* _QUOTED PASSAGE_:

◇ ◇ ◇ ◇

PRINCIPAL PRODUCTS PRODUCED AND SERVICES RENDERED.
The information called for by this item is hereby incorporated by reference
to pages 11 through 21 in the Company's Annual Report.

SUPPLIERS AND AVAILABILITY OF RAW MATERIALS.
Hot rolled steel coil and other carbon steel products are the primary raw
materials utilized in the manufacture of finished products for the Industrial
Products and Irrigation Products segments. These essential items are purchased
from steel mills and steel service centers and are readily available. It is not
likely that key raw materials would be unavailable for extended periods.

PATENTS, LICENSES, FRANCHISES AND CONCESSIONS.
Valmont has a number of patents for its irrigation designs. The Company
also has a number of registered trademarks. Management believes the loss of any
individual patent would not have a material adverse effect on the financial
condition of the Company.

SEASONAL FACTORS IN BUSINESS.
Sales in the Company's irrigation segment can be somewhat seasonal based
upon the agricultural growing season.

CUSTOMERS.
The Company is not dependent for a material part of its business upon a
single customer, or upon very few customers, the loss of any one of which would
have a material adverse effect on the financial condition of the Company.


BACKLOG.

◇ ◇ ◇ ◇

* _Collection entries_:
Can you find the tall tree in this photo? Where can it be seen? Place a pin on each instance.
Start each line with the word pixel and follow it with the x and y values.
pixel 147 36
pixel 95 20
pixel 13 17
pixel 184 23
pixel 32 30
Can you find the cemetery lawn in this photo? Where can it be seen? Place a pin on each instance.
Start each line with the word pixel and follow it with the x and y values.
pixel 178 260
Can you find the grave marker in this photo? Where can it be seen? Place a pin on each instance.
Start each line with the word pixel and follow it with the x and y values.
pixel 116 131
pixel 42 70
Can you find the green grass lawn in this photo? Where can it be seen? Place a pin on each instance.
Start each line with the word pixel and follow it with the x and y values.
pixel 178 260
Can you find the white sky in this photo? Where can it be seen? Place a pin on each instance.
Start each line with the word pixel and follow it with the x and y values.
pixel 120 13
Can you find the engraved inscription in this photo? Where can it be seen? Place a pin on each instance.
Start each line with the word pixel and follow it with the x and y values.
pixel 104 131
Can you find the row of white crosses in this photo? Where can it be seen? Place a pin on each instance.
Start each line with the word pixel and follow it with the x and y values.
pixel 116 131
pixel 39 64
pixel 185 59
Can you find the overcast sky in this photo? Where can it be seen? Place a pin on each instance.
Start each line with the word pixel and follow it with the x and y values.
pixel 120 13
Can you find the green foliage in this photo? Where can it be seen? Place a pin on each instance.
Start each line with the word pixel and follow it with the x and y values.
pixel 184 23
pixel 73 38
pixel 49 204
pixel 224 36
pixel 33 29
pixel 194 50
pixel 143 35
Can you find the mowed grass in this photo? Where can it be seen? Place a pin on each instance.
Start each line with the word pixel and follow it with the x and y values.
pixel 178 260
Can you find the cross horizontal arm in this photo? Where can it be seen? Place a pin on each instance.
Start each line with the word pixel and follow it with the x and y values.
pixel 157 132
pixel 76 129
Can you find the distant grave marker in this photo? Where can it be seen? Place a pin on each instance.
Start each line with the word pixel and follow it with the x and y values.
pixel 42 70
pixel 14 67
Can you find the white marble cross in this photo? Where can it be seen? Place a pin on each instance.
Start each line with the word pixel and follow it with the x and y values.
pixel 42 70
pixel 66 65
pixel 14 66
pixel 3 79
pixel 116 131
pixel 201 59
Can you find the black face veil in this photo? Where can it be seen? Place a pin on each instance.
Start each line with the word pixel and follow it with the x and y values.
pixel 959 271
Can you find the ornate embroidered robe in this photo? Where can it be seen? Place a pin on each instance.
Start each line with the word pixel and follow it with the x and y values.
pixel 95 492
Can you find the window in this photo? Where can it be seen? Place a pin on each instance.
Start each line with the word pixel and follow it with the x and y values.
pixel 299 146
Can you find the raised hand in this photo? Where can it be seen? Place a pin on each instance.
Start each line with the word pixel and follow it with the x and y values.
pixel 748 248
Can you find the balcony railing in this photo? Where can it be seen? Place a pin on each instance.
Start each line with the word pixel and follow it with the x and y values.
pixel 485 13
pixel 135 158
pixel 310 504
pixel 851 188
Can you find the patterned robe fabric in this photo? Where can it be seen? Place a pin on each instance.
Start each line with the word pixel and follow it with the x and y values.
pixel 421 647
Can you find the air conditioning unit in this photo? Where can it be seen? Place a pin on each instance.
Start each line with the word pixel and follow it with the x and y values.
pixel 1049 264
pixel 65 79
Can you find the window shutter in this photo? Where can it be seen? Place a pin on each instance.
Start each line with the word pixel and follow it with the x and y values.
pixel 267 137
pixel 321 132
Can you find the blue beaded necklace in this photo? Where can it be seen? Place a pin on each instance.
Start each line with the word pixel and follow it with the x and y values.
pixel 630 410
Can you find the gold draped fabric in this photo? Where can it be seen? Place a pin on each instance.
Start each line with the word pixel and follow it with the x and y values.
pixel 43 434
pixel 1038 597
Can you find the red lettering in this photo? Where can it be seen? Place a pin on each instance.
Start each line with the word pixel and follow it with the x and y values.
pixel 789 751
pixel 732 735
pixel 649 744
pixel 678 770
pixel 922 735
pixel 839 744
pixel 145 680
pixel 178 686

◇ ◇ ◇ ◇

* _SET PROBLEM_: Can you reproduce the full Valmont report excerpt word for word, from its first heading through its last line?

* _ANSWER FOR THE TASK_:
PRINCIPAL PRODUCTS PRODUCED AND SERVICES RENDERED.
The information called for by this item is hereby incorporated by reference
to pages 11 through 21 in the Company's Annual Report.

SUPPLIERS AND AVAILABILITY OF RAW MATERIALS.
Hot rolled steel coil and other carbon steel products are the primary raw
materials utilized in the manufacture of finished products for the Industrial
Products and Irrigation Products segments. These essential items are purchased
from steel mills and steel service centers and are readily available. It is not
likely that key raw materials would be unavailable for extended periods.

PATENTS, LICENSES, FRANCHISES AND CONCESSIONS.
Valmont has a number of patents for its irrigation designs. The Company
also has a number of registered trademarks. Management believes the loss of any
individual patent would not have a material adverse effect on the financial
condition of the Company.

SEASONAL FACTORS IN BUSINESS.
Sales in the Company's irrigation segment can be somewhat seasonal based
upon the agricultural growing season.

CUSTOMERS.
The Company is not dependent for a material part of its business upon a
single customer, or upon very few customers, the loss of any one of which would
have a material adverse effect on the financial condition of the Company.


BACKLOG.